**Input material:**
════════

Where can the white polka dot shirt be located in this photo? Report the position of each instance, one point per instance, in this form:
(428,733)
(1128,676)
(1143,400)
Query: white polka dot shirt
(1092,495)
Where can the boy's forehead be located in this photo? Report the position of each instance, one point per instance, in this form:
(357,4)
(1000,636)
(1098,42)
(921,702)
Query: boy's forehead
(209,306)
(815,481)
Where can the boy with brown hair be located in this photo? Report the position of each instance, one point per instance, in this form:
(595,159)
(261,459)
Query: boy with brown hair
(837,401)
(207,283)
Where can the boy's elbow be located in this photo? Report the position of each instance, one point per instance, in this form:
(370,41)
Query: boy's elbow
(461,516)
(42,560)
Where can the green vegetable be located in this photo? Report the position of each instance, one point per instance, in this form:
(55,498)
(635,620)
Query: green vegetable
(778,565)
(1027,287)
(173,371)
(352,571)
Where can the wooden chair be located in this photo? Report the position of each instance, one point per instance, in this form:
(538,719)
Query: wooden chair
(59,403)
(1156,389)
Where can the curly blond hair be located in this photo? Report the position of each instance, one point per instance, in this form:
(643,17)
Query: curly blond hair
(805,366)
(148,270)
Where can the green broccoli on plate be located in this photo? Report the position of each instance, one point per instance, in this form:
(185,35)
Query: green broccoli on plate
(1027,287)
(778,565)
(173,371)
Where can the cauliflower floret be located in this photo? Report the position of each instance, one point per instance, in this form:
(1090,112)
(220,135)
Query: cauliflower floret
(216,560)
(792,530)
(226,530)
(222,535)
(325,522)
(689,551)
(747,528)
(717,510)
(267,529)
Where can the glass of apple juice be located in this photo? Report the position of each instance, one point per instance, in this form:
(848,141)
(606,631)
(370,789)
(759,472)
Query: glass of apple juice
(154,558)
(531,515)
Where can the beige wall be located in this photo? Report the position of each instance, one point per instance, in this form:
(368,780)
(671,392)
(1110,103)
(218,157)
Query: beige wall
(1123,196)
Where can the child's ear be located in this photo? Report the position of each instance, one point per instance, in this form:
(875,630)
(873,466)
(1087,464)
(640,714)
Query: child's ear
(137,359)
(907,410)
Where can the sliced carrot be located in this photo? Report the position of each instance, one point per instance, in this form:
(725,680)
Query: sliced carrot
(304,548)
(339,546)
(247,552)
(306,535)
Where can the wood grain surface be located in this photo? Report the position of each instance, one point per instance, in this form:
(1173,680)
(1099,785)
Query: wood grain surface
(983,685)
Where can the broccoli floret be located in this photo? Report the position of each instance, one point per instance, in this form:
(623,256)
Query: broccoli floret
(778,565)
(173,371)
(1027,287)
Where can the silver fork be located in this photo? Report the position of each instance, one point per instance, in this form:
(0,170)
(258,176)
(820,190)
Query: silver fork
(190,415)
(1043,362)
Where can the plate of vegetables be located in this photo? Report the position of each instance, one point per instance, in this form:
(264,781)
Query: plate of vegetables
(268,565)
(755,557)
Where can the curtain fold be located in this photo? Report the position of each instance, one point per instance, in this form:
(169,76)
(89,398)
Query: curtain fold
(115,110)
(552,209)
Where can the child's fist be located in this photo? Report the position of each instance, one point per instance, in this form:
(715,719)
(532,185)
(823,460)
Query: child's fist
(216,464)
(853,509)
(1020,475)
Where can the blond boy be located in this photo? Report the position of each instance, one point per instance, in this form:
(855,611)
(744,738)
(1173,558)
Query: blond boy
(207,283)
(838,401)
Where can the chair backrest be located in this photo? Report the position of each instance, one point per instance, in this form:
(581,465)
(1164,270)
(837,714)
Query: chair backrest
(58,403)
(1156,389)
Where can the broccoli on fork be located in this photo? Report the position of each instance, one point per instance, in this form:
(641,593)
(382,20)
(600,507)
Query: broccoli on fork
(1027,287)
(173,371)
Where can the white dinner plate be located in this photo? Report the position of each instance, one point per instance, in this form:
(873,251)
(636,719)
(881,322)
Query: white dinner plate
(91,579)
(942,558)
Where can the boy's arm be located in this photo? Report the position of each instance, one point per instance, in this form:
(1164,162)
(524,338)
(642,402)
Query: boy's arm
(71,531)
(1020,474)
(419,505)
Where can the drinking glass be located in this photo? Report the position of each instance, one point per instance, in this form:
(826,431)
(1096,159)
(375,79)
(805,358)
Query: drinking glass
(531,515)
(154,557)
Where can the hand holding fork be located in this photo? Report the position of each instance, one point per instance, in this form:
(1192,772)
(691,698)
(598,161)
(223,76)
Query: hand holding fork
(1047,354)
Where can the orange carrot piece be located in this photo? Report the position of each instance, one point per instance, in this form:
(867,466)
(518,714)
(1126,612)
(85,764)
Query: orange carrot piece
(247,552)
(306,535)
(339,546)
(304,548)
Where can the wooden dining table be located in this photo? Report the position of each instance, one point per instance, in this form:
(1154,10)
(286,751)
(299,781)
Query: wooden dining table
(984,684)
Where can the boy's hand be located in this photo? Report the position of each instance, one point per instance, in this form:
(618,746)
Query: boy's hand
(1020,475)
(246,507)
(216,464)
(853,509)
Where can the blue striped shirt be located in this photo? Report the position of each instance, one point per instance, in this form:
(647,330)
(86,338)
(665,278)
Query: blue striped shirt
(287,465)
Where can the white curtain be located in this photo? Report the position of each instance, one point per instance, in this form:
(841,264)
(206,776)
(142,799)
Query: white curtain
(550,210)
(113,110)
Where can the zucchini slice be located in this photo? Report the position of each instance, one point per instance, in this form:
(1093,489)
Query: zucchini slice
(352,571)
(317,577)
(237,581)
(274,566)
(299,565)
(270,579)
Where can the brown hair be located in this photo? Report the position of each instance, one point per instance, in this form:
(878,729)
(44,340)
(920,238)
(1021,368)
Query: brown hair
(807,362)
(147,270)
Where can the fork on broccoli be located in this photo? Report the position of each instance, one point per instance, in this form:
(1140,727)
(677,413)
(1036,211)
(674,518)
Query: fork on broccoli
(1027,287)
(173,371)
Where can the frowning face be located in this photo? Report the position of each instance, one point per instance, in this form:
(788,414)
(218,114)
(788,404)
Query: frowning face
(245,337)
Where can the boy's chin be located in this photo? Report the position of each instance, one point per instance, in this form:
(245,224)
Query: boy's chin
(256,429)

════════

**Exercise objective:**
Produce an exact copy of every entry above.

**Solution below:**
Where can the white polka dot shirt be located in this photo? Report the position of each instance, one point per instance, in this form:
(428,733)
(1128,676)
(1143,400)
Query: white polka dot shirt
(1092,495)
Where can the boy's forehead be located in this photo? Report the position of each instance, one point per instance, in this form:
(357,4)
(1000,636)
(1098,42)
(921,702)
Query: boy's forehead
(209,306)
(815,481)
Where can the boy with brown hair be located in this photo? Report the position of each instance, one point per instance, in this form:
(595,159)
(261,459)
Query: boy with brown hair
(837,401)
(207,283)
Where can the boy's elbow be located in this photo? Report the position of each instance, one point per instance, in this form:
(370,41)
Query: boy's elbow
(461,516)
(42,560)
Where can the green vegetable be located in this photo? Report the position of each instance, one point per instance, in this form:
(55,498)
(635,620)
Query: green vegetable
(778,565)
(1027,287)
(173,371)
(352,571)
Where can the wooden chair be located in this photo? Report the position of each instance, one point per instance, in this form:
(538,719)
Query: wooden chair
(59,403)
(1156,389)
Where can the curly blond hair be located in this photo? Report the position of each instance, one point per instance, in this form:
(643,17)
Query: curly blond hair
(805,366)
(148,270)
Where can the green broccoli on plate be located in this photo? Report the position of each instance, one point per instance, in this form:
(185,35)
Query: green broccoli on plate
(1027,287)
(778,565)
(173,371)
Where can the cauliflower floret be located in this photo? Report the position of each instance, one point per instance, in this form:
(1090,112)
(220,135)
Query: cauliflower floret
(216,560)
(792,530)
(226,530)
(222,535)
(325,522)
(689,551)
(747,528)
(717,510)
(267,529)
Where can the glass of apple juice be located in this photo? Report the position of each instance, one point per instance, in this form:
(848,141)
(606,631)
(370,789)
(759,472)
Query: glass of apple juice
(154,558)
(531,515)
Where can the beige wall be located in this photo? Report the position of each instance, one point per instance, in this form:
(368,780)
(671,392)
(1110,103)
(218,157)
Query: beige wall
(1123,196)
Where can the child's ear be located in this photo? Report the position of each instance, one point per instance, in this form:
(875,630)
(873,466)
(1087,464)
(640,714)
Query: child's ear
(137,359)
(907,410)
Where can the sliced carrot be located in this photo? Report the position of each instance, one point per instance, in this form:
(725,680)
Query: sliced carrot
(304,548)
(339,546)
(247,552)
(306,535)
Where can the wood grain surface be located in this photo? Report the position of each instance, one point per instance, in this form:
(1173,680)
(1099,785)
Query: wood grain surface
(983,685)
Where can the broccoli floret be located in this photo? Report the position of each instance, one point per instance, in this form:
(623,256)
Query: broccoli floret
(778,565)
(173,371)
(1027,287)
Where can the silver fork be located in this photo? Report the position of each instance, one point per instance, in this form:
(0,170)
(258,176)
(820,190)
Query: silver fork
(190,415)
(1043,362)
Where can the plate of vegetables be located in this photo? Report the position of each instance, one point per instance, in this form:
(264,781)
Query: plate of vegetables
(268,565)
(755,557)
Where can the curtain fold be located in this photo? Report the position of each instance, one point per instance, in this form:
(169,76)
(89,398)
Query: curtain fold
(115,110)
(552,209)
Where can the child's fist be located in this photo? Report the position of each instance, one point per instance, in this form:
(715,719)
(532,185)
(823,460)
Query: child's fist
(216,464)
(853,509)
(1020,475)
Where can the blond boy be located in this photo? Report the position of each instance, one point per instance, in this form:
(855,611)
(744,738)
(1173,558)
Query: blond boy
(207,283)
(838,401)
Where can the chair backrest be located in this photo? Report the position of each instance, one point per instance, in this form:
(581,465)
(1164,270)
(837,714)
Query: chair backrest
(58,403)
(1156,389)
Where can the broccoli on fork be located in this photo? Report the position of each instance, one point per instance, in this form:
(641,593)
(382,20)
(600,507)
Query: broccoli on fork
(1027,287)
(173,371)
Where can the white dinner plate be located in this photo? Report the position of each instance, one point per instance, in this form:
(873,251)
(636,719)
(881,322)
Query: white dinner plate
(91,579)
(942,558)
Where can the boy's arm be located in this photo? Report the position of each instance, one point per instance, in this form:
(1164,162)
(524,338)
(642,402)
Query: boy's arm
(71,531)
(1020,474)
(419,505)
Where can the drinking glass be located in this photo? Report the position of each instance, one point per instance, in this form:
(826,431)
(1096,159)
(375,79)
(805,358)
Query: drinking glass
(531,515)
(154,557)
Where can the hand holding fork be located in this photo? Report the position of each instance, one point per instance, in this form:
(1192,772)
(691,698)
(598,161)
(223,76)
Query: hand holding fork
(1047,354)
Where can the orange carrot piece be located in this photo? Report the position of each instance, one point per instance, in this form:
(867,466)
(518,714)
(1126,612)
(85,764)
Query: orange carrot piece
(247,552)
(306,535)
(339,546)
(304,548)
Where can the wooden dining table be located in this photo? Report the position of each instance, one point per instance, in this form:
(1154,10)
(286,751)
(299,781)
Query: wooden dining table
(984,684)
Where can the boy's hand be located in this photo? Report the position of each instance, one point per instance, in this form:
(618,746)
Query: boy's hand
(1020,475)
(246,507)
(216,464)
(853,509)
Where can the blue striped shirt be located in this photo? Report the position of each instance, one point per instance, in this form:
(647,330)
(86,338)
(665,278)
Query: blue striped shirt
(287,465)
Where can the white curtain be located in this photo? Report the position of each instance, one point per instance, in this form:
(841,264)
(206,776)
(142,799)
Query: white curtain
(550,210)
(113,110)
Where can the zucchini slice be located in this photo? Report the position of each instance, one point per instance, in this form:
(1093,489)
Query: zucchini slice
(352,571)
(317,577)
(237,581)
(274,566)
(299,565)
(270,579)
Where can the brown hair be located in this photo? Report the position of each instance, one point per instance, in this form:
(878,729)
(44,340)
(920,238)
(1021,368)
Query: brown hair
(807,362)
(147,270)
Where can the fork on broccoli be located in this photo? Report the position of each instance, one point per instance, in this form:
(1140,727)
(677,413)
(1036,211)
(674,518)
Query: fork on broccoli
(1027,287)
(173,371)
Where can the frowning face be located in this photo? Report the position of each instance, one point per instance, in this form:
(788,414)
(218,114)
(788,404)
Query: frowning face
(245,337)
Where can the boy's chin be located in this photo? Report the position of each instance, one point per instance, in this form:
(245,224)
Query: boy's chin
(256,429)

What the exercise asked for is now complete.